_Texte à lire_.
☆ ☆ ☆ ☆ ☆ ☆ ☆
Spectateurs et professionnels de la culture: sommes-nous encore ensemble?

photo extraite de la galerie de photos de Heidi Kuisma

En octobre, en fin de journée, les rues d'Avignon sont calmes. L'événement crée par Le Centre de Développement Chorégraphique  d'Avignon (« Les Hivernales ») n'y change rien. Pour fêter l'arrivée  de son jeune directeur (Emmanuel Serafini)  et le début de la saison 2009-2010, le public a rendez-vous à l'extérieur du centre pour assister à la performance d'Antoine le Ménestrel. L'homme s'agrippe à cette façade verticale face à une trentaine de spectateurs amassés le long du trottoir. Il cherche les points d'appui, peine à aller très haut. Doté d'un masque type H1N1, il finit son escapade pris dans un filet qui lui colle au corps, accroché à un croc de boucher (sic). La métaphore est saisissante: sommes-nous conviés à assiéger cette institution pour nous en libérer? Souhaitons à ce jeune directeur d'ouvrir la relation (notre faible nombre devrait l'interpeller), de créer des porosités et des « zones de contact » pour mailler les publics à partir de ses projets artistiques. Il y a manifestement urgence, car ce soir, l'auditoire s'est atrophié, la verticalité finit par donner le vertige d'une violence sociale qui ne dit pas encore son nom.
☆ ☆ ☆ ☆ ☆ ☆ ☆
_Données fournies_.

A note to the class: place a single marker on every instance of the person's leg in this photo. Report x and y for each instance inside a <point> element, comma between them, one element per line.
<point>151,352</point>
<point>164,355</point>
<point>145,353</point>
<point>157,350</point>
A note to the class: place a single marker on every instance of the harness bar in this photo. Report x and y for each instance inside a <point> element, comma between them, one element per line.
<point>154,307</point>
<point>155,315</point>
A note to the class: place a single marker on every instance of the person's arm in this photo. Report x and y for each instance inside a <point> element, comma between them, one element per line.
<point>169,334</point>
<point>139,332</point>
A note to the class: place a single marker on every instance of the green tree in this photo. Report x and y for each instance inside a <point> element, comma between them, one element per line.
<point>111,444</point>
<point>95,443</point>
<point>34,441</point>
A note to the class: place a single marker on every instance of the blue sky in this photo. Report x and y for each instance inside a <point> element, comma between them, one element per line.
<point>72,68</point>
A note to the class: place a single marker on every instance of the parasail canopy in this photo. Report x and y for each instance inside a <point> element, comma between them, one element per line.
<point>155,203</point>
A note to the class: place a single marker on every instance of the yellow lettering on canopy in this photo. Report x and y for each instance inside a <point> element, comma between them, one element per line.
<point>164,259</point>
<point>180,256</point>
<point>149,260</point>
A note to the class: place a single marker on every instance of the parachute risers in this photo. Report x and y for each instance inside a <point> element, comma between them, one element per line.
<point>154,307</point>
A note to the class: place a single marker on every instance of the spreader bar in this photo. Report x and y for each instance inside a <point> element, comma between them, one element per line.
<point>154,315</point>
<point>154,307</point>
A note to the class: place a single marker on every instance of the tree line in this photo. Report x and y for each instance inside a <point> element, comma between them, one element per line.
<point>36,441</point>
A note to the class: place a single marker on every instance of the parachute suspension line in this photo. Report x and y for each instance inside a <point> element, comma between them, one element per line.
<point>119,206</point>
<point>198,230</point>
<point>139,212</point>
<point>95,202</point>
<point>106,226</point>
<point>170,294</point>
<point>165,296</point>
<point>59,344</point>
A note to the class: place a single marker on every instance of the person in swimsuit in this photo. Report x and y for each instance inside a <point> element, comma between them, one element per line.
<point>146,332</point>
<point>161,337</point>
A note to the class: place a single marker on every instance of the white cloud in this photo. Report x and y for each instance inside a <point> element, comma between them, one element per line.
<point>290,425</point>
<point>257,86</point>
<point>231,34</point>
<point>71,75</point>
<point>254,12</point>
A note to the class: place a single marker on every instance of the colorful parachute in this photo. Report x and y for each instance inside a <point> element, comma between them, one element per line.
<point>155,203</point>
☆ ☆ ☆ ☆ ☆ ☆ ☆
Réécrivez sous forme de liste à puces le paragraphe du texte qui commence par « En octobre, en fin de journée », en conservant ses faits principaux. Vous n'aurez pas besoin des données.

- En octobre, en fin de journée, les rues d'Avignon sont calmes, et l'événement « Les Hivernales » du Centre de Développement Chorégraphique d'Avignon n'y change rien.
- Pour fêter l'arrivée de son jeune directeur, Emmanuel Serafini, et le début de la saison 2009-2010, le public est convié devant le centre à une performance d'Antoine le Ménestrel.
- Devant une trentaine de spectateurs massés sur le trottoir, il s'agrippe à la façade, cherche ses points d'appui et peine à monter très haut.
- Muni d'un masque type H1N1, il finit pris dans un filet collé à son corps, accroché à un croc de boucher.
- Cette métaphore saisissante amène à se demander si le public est invité à assiéger l'institution pour s'en libérer.
- Vœu adressé au directeur : ouvrir la relation, le faible nombre de spectateurs devant l'interpeller, et créer des porosités et des « zones de contact » pour mailler les publics à partir de ses projets artistiques.
- L'urgence est manifeste : ce soir-là, l'auditoire s'est atrophié, et la verticalité donne le vertige d'une violence sociale qui ne dit pas encore son nom.